SET EXERCISE:
Pull out every line of the listing below that contains the word "paper", and copy each of those lines unchanged.

##### GIVEN DATA

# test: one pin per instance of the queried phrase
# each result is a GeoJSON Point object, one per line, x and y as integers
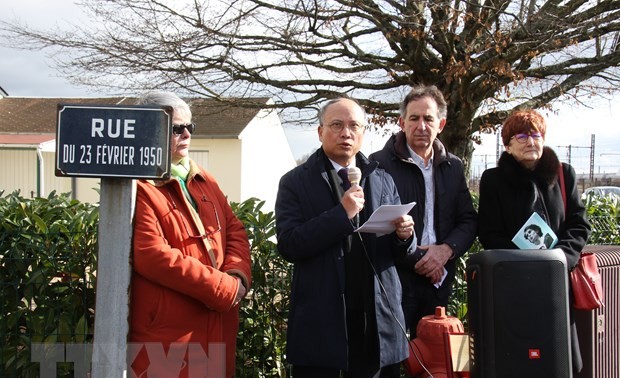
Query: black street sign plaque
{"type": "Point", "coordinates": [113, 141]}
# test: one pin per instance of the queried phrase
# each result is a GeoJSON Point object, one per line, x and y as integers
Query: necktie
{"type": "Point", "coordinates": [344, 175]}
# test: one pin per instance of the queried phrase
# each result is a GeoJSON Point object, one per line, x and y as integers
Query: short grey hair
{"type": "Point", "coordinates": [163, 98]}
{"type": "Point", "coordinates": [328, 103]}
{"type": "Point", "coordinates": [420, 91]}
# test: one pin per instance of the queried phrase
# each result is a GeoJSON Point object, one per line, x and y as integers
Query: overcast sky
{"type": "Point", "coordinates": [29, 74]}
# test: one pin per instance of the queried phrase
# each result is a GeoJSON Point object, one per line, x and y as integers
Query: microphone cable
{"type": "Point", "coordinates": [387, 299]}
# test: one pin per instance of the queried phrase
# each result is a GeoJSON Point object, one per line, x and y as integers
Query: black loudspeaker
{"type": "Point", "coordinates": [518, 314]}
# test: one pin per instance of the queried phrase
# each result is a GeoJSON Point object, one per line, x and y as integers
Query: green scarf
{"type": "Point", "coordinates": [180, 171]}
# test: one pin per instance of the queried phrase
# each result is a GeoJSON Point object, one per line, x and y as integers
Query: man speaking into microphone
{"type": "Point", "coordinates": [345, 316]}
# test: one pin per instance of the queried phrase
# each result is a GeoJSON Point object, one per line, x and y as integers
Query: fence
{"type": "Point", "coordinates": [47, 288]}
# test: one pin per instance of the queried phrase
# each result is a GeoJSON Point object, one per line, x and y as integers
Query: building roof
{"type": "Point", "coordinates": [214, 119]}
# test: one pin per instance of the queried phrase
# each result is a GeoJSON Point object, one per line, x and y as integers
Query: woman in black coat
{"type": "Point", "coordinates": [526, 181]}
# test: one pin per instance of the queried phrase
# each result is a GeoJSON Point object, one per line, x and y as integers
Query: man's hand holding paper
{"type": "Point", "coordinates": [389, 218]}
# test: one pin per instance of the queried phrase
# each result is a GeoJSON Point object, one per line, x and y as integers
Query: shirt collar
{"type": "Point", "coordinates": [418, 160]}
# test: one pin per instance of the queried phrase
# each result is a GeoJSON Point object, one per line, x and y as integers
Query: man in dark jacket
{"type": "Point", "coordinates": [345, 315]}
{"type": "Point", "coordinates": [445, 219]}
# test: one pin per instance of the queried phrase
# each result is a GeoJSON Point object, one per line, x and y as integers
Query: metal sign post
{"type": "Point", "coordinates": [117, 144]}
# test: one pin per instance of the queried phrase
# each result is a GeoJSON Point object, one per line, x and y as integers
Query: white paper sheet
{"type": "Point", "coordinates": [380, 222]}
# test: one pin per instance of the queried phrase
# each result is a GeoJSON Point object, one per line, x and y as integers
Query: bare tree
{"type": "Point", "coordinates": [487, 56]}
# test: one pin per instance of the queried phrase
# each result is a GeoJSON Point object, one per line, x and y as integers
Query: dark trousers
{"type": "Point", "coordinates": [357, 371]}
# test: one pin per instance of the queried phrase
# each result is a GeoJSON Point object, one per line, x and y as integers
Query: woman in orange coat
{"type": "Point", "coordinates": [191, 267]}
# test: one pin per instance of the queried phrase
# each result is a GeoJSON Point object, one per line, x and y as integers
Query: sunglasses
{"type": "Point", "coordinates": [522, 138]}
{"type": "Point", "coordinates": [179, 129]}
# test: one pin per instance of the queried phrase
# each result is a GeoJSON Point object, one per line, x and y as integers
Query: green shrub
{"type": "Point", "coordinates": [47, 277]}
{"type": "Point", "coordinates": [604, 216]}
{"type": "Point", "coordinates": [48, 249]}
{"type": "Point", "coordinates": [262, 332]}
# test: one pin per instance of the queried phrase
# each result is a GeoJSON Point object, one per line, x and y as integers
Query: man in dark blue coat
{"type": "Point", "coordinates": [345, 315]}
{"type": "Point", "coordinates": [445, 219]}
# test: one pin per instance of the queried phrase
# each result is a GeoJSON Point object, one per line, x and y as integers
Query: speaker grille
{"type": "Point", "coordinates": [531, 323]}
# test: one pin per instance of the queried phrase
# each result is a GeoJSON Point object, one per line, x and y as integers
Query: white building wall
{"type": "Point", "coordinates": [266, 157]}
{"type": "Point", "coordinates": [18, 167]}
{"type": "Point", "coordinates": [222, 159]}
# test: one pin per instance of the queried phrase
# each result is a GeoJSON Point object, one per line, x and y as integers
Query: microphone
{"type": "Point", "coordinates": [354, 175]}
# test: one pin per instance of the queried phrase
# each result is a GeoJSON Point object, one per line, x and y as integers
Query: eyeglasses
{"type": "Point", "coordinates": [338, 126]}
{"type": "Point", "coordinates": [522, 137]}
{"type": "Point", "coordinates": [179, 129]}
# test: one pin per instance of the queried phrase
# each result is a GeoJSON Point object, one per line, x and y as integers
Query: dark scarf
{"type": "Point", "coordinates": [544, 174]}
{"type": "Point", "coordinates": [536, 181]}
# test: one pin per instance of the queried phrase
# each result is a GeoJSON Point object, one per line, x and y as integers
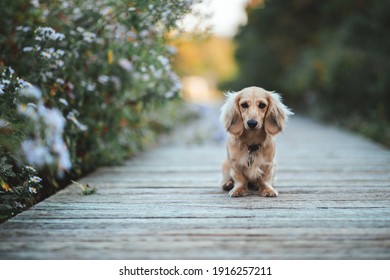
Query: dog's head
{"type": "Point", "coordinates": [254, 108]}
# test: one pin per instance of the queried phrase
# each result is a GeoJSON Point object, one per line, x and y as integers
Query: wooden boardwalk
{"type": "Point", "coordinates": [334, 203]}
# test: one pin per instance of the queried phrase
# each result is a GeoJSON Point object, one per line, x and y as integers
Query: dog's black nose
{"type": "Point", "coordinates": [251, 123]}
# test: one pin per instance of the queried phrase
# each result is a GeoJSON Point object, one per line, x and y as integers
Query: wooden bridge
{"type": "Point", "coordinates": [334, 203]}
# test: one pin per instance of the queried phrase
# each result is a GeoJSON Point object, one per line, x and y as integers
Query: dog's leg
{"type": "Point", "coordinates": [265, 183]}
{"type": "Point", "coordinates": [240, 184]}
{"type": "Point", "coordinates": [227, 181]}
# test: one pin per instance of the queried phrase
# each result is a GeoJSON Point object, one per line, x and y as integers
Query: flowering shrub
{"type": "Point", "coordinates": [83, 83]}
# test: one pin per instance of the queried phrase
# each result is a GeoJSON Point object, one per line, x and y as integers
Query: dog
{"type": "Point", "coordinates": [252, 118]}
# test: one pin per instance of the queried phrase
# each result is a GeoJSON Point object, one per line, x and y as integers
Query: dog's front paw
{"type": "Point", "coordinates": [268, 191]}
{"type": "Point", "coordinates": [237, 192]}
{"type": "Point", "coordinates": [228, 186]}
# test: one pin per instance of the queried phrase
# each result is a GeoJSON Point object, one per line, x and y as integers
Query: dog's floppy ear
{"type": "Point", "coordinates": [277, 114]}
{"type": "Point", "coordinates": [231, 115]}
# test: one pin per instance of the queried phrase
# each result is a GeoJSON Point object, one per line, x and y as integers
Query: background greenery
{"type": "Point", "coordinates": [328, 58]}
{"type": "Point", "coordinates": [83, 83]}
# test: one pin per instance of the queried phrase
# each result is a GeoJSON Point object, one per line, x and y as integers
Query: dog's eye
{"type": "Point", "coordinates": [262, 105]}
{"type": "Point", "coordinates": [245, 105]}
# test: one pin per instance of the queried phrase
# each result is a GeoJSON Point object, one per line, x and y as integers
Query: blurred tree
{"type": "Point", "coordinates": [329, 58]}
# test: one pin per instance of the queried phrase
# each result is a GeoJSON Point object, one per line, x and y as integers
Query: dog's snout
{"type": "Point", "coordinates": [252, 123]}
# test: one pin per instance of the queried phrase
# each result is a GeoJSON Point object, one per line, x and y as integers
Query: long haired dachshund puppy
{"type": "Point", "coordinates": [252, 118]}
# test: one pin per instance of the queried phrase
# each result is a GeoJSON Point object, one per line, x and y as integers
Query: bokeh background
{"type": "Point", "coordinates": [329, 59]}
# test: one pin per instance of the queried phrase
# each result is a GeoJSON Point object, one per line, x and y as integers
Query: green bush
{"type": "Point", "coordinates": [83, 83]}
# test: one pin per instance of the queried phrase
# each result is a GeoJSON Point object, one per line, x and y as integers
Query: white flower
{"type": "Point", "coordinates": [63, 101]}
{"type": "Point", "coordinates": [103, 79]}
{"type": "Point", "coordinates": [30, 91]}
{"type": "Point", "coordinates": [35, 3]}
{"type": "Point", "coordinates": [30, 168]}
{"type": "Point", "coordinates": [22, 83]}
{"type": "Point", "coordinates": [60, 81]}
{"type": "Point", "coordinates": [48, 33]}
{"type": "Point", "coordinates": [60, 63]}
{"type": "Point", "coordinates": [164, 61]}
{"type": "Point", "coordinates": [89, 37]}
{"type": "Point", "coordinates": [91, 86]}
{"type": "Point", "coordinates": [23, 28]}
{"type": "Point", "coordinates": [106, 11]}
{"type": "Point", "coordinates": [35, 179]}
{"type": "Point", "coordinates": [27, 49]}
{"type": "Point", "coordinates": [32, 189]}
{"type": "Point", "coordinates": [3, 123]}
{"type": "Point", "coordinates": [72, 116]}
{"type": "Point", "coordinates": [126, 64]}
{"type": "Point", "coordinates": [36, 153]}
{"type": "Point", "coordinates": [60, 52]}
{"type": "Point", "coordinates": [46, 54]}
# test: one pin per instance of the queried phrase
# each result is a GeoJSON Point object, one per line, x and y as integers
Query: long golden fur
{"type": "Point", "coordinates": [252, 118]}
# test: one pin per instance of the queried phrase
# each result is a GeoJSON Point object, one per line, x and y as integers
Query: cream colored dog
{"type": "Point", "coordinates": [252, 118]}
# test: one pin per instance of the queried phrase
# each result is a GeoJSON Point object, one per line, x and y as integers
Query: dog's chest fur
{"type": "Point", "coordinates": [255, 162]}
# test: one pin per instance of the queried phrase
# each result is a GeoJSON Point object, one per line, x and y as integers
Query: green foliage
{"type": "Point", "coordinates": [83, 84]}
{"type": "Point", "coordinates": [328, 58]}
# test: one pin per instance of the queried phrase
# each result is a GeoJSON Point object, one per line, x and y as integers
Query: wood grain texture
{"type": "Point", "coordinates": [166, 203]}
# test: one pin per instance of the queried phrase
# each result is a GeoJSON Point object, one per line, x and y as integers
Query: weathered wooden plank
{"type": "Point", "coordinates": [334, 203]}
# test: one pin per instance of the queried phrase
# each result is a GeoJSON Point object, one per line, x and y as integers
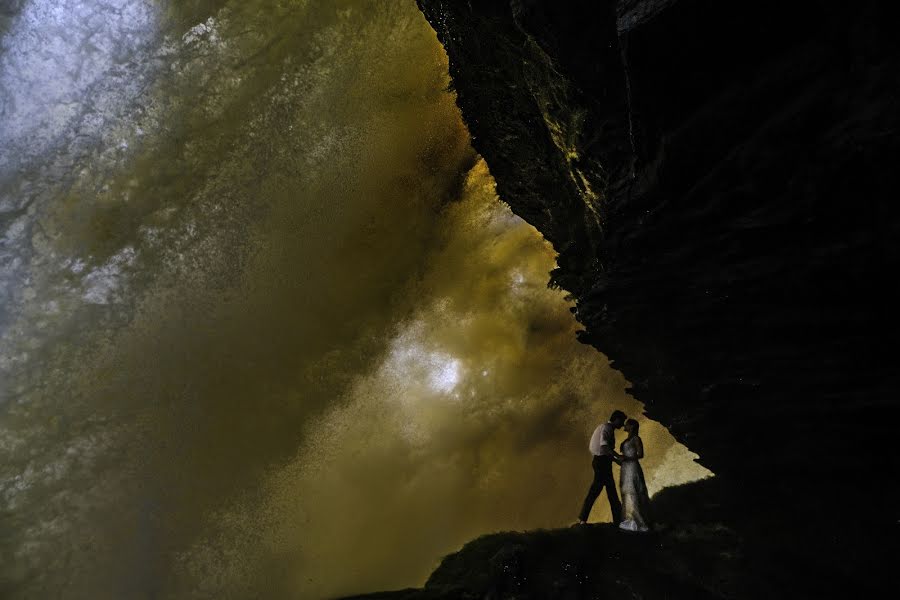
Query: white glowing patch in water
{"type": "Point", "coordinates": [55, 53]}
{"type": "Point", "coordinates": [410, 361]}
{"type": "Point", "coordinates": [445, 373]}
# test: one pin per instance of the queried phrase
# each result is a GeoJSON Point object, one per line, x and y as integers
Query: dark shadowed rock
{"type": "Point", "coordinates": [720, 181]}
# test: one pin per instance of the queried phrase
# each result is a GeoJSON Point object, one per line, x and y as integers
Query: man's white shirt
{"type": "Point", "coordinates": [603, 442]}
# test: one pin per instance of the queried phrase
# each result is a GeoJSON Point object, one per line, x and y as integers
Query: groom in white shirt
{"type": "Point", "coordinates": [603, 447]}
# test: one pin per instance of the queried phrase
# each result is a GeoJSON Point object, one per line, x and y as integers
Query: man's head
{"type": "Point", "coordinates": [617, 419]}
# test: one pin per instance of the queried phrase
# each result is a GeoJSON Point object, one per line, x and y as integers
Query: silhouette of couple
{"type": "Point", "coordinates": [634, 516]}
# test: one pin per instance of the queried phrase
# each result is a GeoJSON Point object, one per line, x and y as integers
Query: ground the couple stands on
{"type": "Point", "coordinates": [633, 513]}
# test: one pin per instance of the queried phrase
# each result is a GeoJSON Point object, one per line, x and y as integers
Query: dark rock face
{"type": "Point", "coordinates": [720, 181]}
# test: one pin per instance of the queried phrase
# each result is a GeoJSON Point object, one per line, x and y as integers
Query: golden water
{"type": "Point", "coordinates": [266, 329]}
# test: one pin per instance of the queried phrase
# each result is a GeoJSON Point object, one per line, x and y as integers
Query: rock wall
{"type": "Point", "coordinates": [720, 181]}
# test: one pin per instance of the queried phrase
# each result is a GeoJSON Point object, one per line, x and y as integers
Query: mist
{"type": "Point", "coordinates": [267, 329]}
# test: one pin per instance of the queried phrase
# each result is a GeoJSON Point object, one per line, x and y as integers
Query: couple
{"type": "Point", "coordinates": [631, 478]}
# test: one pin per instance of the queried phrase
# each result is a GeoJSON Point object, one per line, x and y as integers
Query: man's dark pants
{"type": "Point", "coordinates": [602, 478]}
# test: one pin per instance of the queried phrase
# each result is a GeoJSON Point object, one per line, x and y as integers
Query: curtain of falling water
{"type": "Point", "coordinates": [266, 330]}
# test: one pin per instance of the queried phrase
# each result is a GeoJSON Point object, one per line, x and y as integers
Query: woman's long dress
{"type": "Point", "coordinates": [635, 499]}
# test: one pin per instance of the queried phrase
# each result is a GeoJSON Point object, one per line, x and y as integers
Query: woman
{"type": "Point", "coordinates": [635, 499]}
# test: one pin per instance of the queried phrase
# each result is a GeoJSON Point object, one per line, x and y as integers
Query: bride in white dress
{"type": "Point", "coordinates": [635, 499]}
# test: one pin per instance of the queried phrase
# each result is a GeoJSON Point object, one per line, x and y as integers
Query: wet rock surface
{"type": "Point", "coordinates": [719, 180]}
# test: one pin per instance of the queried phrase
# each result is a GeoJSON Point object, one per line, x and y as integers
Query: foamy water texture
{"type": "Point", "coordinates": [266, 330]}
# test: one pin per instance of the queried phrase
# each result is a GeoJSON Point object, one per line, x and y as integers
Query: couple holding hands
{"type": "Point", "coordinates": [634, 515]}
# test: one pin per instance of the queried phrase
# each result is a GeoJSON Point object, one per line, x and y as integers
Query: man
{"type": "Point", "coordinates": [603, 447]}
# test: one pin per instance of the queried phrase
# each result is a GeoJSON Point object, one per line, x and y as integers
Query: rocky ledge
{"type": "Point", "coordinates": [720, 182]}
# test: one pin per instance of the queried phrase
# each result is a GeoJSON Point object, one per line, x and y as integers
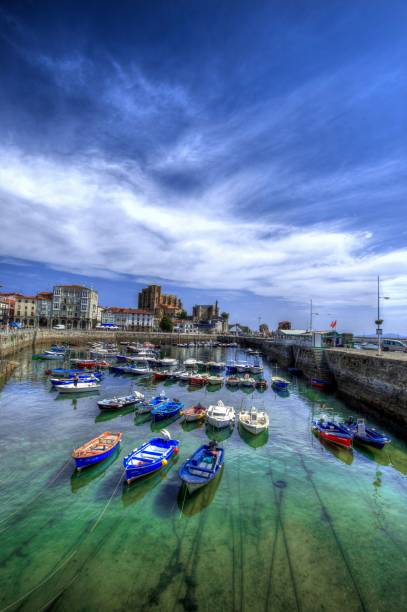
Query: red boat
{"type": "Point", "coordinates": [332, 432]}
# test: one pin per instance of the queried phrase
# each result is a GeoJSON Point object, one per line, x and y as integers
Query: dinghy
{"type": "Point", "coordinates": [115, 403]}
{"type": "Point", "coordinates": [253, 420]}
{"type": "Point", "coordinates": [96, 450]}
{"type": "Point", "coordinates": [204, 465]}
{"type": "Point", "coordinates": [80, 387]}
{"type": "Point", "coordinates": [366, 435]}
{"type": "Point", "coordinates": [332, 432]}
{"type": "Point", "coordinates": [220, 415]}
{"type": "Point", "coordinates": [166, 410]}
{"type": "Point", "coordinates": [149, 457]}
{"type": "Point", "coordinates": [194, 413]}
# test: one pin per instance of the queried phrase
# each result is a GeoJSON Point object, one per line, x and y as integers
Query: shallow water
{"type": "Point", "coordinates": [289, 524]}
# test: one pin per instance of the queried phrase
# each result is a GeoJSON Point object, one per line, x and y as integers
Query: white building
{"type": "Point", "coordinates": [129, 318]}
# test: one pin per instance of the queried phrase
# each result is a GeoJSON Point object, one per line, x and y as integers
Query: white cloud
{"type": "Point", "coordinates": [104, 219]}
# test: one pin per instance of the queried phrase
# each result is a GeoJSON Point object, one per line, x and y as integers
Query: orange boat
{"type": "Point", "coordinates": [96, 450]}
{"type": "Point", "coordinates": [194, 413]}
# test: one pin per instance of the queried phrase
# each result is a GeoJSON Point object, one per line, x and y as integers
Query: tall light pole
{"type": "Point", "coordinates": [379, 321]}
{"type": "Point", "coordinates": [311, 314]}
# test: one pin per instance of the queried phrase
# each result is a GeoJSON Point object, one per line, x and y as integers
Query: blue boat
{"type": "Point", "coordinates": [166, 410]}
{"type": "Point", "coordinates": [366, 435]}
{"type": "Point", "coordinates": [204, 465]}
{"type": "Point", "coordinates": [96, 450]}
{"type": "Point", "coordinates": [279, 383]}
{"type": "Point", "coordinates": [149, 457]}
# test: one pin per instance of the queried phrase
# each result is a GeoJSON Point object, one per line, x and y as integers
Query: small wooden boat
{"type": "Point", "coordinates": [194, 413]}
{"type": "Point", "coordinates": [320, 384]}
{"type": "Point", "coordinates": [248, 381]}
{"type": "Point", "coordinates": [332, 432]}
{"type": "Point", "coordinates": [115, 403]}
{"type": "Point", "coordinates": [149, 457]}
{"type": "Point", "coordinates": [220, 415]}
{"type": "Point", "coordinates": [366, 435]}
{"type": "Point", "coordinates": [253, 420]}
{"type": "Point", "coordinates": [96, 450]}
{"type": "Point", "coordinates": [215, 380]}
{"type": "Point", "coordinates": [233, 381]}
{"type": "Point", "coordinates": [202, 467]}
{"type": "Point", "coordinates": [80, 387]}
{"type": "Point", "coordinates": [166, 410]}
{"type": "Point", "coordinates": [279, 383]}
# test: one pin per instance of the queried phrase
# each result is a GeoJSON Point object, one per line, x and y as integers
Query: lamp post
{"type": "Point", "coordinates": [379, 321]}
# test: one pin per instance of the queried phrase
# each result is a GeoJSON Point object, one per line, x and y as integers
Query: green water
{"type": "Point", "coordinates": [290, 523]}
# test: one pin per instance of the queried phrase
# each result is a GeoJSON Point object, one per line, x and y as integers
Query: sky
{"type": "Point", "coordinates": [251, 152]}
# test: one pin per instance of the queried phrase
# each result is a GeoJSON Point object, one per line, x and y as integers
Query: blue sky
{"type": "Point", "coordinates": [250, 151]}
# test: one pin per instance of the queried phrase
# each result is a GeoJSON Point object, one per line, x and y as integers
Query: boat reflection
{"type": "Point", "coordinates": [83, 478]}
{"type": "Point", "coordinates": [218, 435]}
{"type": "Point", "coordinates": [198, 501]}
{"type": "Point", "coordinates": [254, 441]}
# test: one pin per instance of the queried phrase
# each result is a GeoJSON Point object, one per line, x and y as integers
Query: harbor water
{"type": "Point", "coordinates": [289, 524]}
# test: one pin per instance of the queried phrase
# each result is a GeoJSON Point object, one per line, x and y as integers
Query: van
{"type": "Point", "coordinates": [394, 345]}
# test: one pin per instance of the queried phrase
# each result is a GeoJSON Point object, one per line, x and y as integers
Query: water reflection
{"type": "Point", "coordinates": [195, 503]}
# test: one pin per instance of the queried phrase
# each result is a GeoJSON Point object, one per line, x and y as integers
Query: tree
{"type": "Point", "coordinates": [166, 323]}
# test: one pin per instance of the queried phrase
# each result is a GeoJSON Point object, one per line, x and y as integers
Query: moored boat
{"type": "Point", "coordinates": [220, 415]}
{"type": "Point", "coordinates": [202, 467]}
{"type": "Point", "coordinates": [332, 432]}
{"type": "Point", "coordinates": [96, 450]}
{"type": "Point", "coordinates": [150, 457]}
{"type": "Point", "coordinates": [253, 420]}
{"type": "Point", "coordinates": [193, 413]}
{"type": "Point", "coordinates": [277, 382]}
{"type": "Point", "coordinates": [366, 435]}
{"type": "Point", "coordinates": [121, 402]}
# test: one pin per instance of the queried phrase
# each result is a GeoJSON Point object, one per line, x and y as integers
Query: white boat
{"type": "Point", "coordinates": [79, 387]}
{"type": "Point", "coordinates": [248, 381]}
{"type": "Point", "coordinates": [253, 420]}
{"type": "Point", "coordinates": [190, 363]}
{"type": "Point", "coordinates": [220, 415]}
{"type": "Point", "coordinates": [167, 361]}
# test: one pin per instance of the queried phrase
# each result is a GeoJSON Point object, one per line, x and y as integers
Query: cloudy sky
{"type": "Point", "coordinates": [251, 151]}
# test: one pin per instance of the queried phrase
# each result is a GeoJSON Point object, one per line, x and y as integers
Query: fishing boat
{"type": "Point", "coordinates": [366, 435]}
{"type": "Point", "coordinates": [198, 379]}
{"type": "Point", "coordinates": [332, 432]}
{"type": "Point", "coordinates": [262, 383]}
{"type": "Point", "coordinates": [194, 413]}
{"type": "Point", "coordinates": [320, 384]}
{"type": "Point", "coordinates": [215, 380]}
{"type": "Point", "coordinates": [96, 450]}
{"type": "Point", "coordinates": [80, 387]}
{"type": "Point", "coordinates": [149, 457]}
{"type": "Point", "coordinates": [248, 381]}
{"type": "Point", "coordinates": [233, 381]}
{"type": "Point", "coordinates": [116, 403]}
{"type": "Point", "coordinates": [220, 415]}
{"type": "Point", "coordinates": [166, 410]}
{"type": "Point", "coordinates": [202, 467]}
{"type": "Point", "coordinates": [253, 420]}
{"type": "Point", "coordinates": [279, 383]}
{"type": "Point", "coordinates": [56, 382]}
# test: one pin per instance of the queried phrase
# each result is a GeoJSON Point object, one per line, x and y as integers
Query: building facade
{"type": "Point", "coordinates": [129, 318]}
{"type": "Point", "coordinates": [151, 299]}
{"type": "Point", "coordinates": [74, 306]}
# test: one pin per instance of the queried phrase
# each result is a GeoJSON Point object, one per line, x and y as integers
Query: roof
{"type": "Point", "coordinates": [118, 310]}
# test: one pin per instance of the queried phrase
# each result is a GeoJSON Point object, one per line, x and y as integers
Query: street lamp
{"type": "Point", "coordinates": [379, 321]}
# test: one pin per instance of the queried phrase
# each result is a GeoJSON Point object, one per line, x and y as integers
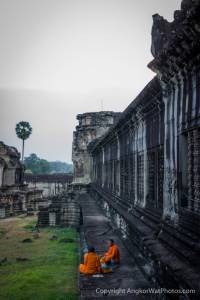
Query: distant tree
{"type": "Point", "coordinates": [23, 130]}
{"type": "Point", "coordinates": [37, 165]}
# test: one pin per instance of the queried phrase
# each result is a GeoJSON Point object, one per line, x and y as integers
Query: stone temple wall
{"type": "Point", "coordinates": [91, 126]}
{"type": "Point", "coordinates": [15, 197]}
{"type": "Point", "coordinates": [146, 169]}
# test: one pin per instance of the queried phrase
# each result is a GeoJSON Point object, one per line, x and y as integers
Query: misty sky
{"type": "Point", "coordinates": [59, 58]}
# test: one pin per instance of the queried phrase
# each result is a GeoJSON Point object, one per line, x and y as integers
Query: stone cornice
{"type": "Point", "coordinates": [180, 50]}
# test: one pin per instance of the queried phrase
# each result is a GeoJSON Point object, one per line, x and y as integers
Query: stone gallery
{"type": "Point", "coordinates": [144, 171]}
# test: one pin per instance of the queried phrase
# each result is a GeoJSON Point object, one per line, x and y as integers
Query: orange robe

##########

RESPONSE TO THE TASK:
Query: man's hand holding paper
Query: white paper sheet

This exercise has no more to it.